What you have to do
Whenever the word "coffee" appears in a line of the listing, copy that line.

Source material
==*==

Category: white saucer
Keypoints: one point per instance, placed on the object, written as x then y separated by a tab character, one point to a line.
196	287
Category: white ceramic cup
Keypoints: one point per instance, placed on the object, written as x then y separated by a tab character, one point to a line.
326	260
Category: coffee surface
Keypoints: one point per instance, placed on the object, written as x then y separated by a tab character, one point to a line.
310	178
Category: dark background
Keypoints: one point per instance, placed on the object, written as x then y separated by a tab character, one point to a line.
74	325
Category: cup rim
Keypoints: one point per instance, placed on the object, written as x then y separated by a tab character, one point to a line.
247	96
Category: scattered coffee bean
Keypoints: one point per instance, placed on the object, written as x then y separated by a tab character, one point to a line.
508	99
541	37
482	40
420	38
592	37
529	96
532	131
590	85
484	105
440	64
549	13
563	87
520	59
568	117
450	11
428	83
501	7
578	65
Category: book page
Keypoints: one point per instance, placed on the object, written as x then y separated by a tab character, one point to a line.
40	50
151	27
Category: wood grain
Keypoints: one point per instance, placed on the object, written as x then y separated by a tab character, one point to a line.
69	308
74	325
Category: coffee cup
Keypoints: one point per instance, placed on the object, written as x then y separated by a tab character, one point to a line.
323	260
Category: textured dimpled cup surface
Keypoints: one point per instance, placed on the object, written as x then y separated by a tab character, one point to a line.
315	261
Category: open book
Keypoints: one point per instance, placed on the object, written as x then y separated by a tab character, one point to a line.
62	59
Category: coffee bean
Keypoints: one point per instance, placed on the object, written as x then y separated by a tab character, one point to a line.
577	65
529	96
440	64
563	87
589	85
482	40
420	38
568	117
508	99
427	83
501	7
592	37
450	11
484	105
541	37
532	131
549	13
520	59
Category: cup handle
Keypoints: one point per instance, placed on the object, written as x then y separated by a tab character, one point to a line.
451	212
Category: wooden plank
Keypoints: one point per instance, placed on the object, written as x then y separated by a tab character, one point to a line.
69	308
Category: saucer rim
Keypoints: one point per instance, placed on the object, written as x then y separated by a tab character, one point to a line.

==*==

Solution
Category: coffee surface
Category: scattered coffee bean
Category: coffee cup
Category: coffee bean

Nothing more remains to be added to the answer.